PROBLEM DETAILS: Copy every line below that has the word "carriageway" in it.
┌─ PROVIDED DATA
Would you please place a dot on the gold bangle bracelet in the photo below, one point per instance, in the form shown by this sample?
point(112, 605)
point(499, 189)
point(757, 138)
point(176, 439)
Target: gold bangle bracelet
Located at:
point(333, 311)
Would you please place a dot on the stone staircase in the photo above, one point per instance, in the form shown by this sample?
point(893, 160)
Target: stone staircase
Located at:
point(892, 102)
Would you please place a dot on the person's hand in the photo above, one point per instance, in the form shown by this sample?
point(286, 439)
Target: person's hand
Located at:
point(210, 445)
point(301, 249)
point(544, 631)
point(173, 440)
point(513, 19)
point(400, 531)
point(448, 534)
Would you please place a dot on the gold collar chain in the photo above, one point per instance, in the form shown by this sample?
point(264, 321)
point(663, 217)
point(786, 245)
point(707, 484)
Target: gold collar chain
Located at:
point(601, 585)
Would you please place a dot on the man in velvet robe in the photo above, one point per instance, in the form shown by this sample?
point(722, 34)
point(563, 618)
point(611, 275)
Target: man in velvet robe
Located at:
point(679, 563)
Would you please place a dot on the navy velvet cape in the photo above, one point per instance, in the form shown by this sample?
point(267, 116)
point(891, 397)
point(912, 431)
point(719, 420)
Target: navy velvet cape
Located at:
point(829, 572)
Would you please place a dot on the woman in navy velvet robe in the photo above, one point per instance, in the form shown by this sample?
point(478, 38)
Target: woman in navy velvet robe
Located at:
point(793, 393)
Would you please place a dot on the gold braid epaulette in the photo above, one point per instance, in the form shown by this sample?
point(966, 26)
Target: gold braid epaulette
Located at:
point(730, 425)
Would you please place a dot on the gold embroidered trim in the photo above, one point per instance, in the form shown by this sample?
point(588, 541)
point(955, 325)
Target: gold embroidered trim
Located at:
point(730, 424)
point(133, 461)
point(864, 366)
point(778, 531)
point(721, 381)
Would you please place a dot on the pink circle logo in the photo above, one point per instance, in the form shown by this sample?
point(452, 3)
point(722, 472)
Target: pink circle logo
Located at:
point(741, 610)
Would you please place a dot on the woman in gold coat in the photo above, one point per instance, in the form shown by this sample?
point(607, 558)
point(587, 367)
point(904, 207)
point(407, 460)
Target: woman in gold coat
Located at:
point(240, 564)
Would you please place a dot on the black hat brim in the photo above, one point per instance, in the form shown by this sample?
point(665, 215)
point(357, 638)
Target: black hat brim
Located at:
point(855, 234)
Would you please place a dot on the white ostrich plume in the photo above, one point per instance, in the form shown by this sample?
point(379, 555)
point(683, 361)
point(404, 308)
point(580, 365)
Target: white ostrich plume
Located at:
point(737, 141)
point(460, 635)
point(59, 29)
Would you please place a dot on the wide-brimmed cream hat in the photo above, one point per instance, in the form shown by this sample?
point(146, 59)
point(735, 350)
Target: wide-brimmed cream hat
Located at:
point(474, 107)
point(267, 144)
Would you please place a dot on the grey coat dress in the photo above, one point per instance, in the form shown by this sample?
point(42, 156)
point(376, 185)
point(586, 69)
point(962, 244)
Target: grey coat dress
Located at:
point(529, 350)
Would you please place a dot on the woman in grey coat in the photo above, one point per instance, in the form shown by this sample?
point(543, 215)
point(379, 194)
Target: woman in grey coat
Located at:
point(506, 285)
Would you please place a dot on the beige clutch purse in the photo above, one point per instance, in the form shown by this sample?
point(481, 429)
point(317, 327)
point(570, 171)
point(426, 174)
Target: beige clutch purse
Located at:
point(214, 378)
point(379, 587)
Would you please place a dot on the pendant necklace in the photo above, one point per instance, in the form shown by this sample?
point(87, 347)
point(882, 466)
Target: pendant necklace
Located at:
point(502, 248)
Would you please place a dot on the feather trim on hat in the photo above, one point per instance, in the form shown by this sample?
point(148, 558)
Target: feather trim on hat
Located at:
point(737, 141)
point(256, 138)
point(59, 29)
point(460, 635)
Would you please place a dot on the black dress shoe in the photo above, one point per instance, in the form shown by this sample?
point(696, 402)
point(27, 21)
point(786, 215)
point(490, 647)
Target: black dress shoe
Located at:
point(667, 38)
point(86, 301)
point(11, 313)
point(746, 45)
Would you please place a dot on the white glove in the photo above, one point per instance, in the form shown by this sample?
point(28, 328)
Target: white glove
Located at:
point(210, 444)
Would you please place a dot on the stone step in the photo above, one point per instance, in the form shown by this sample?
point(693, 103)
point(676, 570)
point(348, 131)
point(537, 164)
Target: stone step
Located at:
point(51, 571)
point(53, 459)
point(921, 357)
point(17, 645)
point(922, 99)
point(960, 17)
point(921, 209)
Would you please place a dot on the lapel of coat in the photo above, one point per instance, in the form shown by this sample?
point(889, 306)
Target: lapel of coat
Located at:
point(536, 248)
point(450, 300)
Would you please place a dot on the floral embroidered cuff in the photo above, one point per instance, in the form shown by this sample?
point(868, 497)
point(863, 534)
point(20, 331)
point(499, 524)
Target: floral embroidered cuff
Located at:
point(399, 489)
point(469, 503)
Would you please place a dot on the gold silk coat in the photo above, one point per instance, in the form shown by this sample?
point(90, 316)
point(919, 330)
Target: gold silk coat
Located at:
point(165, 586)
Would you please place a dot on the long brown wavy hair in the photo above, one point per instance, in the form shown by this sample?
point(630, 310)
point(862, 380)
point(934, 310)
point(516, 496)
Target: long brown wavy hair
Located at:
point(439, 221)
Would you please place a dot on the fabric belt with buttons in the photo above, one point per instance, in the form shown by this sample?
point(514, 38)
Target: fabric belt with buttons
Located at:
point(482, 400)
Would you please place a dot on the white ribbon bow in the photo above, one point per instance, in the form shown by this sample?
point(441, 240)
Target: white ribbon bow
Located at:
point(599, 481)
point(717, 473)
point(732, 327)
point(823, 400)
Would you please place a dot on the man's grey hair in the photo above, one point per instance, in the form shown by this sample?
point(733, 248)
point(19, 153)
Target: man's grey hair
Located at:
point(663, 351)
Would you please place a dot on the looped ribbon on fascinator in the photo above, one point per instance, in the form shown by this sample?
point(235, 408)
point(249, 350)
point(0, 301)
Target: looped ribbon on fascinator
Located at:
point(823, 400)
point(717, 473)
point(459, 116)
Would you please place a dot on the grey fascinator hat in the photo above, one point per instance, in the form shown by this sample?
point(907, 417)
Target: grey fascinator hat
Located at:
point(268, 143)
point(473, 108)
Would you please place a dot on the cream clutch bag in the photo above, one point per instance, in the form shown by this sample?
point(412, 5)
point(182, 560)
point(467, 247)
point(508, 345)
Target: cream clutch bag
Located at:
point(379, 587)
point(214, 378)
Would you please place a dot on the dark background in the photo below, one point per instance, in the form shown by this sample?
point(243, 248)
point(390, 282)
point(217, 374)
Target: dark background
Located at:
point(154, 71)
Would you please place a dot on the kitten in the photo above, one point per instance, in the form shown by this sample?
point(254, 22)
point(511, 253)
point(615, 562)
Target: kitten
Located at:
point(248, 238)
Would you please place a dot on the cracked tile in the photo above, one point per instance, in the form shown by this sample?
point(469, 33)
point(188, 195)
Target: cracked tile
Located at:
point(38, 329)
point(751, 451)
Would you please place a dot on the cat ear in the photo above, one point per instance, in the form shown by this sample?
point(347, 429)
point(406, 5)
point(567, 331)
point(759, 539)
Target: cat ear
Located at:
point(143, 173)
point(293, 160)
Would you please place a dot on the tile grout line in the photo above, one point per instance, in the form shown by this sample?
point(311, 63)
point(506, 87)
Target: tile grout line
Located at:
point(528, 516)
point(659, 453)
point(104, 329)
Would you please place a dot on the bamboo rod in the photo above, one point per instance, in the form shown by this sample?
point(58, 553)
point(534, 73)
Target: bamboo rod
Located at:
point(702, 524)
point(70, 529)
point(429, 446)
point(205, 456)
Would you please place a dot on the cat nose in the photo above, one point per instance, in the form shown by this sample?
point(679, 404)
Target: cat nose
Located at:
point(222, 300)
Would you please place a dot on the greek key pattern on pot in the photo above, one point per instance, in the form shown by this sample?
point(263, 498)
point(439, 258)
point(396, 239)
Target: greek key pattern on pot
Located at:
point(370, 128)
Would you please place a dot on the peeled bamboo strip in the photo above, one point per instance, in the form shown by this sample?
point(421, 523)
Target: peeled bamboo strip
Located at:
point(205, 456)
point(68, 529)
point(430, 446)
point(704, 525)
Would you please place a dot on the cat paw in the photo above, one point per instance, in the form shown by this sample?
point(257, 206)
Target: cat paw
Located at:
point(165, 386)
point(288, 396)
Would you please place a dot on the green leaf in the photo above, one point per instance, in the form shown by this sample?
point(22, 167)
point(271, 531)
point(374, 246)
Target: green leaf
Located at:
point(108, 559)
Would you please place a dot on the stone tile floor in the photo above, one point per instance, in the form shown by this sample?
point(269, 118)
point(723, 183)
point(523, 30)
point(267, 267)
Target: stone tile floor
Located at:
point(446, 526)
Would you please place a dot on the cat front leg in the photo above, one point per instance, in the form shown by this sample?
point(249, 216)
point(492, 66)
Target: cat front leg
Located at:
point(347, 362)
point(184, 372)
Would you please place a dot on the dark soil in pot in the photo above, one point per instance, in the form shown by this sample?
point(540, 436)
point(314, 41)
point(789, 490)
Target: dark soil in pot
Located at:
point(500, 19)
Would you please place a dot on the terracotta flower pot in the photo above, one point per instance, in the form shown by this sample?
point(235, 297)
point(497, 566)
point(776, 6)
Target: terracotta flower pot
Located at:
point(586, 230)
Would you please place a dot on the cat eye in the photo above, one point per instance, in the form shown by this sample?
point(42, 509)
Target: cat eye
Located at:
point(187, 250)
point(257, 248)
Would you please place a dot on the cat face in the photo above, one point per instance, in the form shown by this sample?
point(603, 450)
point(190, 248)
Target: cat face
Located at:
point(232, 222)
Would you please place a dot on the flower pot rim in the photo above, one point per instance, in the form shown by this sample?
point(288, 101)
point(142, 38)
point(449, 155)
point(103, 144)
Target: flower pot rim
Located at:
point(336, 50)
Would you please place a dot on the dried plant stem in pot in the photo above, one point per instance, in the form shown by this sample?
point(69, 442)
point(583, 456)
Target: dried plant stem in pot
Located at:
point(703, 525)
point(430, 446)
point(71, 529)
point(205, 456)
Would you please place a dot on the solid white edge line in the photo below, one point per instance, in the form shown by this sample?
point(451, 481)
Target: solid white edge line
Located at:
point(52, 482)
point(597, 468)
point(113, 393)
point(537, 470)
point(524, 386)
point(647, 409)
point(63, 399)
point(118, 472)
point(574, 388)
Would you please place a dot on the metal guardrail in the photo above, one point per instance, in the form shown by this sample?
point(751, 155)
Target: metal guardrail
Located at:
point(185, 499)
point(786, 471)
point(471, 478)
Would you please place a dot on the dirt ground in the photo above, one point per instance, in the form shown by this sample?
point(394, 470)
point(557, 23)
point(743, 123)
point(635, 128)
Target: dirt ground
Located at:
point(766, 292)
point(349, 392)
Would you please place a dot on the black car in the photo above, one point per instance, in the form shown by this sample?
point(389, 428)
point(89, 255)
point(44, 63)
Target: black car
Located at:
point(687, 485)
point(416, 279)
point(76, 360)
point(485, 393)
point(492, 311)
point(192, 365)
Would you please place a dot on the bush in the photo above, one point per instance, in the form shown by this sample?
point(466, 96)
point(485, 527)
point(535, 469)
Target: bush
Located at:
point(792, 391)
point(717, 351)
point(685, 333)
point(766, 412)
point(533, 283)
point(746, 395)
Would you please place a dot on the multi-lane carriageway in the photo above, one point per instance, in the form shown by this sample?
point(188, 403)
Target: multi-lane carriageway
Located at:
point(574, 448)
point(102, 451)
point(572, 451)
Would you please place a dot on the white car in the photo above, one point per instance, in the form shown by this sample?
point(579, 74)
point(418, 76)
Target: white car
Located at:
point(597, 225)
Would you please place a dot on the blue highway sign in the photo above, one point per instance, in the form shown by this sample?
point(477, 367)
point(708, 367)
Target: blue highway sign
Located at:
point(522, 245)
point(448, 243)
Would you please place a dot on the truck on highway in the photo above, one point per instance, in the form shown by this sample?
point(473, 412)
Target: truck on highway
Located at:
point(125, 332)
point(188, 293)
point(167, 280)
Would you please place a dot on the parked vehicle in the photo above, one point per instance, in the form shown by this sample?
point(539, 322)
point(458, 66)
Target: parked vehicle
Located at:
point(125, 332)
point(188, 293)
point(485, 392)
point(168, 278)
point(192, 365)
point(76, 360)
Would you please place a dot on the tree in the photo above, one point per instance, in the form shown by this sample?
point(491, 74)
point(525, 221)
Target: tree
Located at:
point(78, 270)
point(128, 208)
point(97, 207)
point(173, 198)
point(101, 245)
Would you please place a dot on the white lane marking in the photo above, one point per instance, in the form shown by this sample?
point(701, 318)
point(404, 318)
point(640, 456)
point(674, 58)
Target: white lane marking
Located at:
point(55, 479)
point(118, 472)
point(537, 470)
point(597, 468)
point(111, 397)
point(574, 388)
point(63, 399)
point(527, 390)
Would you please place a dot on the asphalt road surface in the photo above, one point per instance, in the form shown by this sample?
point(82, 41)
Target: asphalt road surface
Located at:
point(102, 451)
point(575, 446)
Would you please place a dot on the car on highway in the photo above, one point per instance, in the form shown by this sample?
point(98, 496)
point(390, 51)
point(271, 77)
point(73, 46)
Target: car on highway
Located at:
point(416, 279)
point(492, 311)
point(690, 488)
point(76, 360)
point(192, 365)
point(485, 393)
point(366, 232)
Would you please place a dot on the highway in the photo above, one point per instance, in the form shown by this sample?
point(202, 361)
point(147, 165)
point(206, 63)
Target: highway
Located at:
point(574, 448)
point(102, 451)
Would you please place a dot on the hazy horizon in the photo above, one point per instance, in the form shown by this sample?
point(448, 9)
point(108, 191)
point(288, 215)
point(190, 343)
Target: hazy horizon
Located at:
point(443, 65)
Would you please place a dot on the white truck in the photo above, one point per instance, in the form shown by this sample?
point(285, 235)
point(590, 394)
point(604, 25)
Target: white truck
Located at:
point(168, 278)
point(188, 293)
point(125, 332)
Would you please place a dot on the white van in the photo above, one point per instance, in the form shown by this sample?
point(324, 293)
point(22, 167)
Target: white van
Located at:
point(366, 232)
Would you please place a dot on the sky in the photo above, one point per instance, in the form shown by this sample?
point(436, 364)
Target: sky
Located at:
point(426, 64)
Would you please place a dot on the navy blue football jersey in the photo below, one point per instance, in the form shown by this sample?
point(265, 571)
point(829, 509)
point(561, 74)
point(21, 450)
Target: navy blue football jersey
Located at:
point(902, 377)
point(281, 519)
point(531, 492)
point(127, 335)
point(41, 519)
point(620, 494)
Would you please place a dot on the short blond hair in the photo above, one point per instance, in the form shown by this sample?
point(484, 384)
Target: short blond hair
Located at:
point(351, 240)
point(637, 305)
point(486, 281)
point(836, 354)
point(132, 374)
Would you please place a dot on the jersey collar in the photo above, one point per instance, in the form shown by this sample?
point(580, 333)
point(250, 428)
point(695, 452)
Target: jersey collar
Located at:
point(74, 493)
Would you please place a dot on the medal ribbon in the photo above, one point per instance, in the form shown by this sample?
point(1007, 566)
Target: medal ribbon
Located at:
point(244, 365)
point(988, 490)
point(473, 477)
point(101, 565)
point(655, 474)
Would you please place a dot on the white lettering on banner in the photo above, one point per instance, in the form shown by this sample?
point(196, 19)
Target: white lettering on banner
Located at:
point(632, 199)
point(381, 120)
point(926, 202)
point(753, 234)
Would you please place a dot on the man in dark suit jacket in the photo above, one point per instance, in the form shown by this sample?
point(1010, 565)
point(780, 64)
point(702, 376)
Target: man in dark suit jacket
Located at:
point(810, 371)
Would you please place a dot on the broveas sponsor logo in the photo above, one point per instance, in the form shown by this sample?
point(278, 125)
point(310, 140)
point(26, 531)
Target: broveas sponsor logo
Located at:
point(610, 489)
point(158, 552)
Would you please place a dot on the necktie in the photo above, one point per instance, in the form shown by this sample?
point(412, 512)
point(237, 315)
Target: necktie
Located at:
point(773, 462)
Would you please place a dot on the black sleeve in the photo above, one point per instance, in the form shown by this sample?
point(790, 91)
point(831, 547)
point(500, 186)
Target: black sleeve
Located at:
└─
WRITTEN ANSWER:
Would you please place a dot on the multi-lane carriageway in the photo above, one point per instance, in the form shown by this sample?
Target: multi-lane carriageway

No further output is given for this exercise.